[Data entries]
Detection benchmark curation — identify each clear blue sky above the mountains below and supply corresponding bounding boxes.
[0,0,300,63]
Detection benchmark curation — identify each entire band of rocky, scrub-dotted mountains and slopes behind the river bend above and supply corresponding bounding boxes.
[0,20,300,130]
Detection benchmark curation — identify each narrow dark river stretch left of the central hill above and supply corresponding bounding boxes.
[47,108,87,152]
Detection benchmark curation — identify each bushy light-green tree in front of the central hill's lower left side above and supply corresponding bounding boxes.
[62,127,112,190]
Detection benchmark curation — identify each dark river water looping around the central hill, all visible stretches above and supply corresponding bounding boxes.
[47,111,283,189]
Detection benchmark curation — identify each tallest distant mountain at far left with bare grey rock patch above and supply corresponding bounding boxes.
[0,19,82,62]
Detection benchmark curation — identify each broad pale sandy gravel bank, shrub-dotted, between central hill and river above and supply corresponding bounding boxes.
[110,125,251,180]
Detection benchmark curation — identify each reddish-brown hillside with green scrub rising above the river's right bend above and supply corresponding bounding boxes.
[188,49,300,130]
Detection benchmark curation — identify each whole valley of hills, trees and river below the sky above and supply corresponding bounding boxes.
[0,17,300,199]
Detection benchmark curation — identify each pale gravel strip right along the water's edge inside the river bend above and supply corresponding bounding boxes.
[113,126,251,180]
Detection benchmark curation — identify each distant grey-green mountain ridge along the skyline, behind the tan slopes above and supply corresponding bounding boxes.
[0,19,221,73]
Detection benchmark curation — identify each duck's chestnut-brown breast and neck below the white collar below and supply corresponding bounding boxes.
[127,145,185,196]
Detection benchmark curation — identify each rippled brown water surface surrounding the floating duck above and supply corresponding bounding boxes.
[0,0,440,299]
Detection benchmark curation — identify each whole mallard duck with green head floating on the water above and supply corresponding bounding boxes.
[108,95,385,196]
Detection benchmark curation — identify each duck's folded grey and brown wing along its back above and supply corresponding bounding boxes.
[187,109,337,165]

> Work to be completed
The records must each be output verbatim, with nothing left out.

> Result below
Detection benchmark curation — identify each clear blue sky above the mountains below and supply corresponding bounding boxes.
[0,0,300,63]
Detection benchmark curation — identify each entire band of rocky, scrub-dotted mountains and slopes behind the river bend above and supply corresponding bounding boxes.
[0,20,300,130]
Detection benchmark curation — identify each narrow dark river stretch left of the central hill above and supply corresponding bounding boxes.
[47,108,87,152]
Detection benchmark curation — identify each bushy light-green tree in front of the central hill's lower left side above and supply corresponding bounding boxes.
[62,127,112,190]
Detection benchmark curation — identify each dark river water looping around the central hill, all visible stretches above and supply corresponding bounding boxes.
[47,111,283,189]
Detection benchmark curation — identify each tallest distant mountain at far left with bare grey rock patch above and supply corresponding bounding boxes.
[0,19,82,62]
Detection benchmark curation — identify each broad pale sandy gravel bank, shrub-dotted, between central hill and river above and supply corresponding bounding boxes.
[110,125,251,180]
Detection benchmark curation — identify each reddish-brown hillside with green scrub rising above the river's right bend above and supply corresponding bounding boxes.
[188,49,300,130]
Detection benchmark curation — identify each whole valley of hills, trees and river below the sky above and supply corresponding bounding boxes.
[0,17,300,199]
Detection benchmark curation — identify each pale gravel strip right along the water's edge inside the river bend above and supply corresponding bounding boxes.
[113,126,251,180]
Detection benchmark curation — identify each distant grey-green mountain ridge along the skyline, behind the tan slopes above and supply corresponding bounding boxes.
[0,19,221,73]
Detection benchmark curation — identify each duck's chestnut-brown breast and neck below the white collar below and supply corresponding bounding boxes.
[127,145,185,196]
Detection benchmark curation — identify each rippled brown water surface surrounding the floating duck above and supply corresponding bounding boxes.
[0,0,440,299]
Detection benchmark curation — identify each whole mallard duck with green head floating on the water above and supply corresponding bounding boxes.
[108,95,385,196]
Detection benchmark curation — identify each duck's folded grey and brown wing along its back above and supply corresponding bounding boxes.
[187,109,337,165]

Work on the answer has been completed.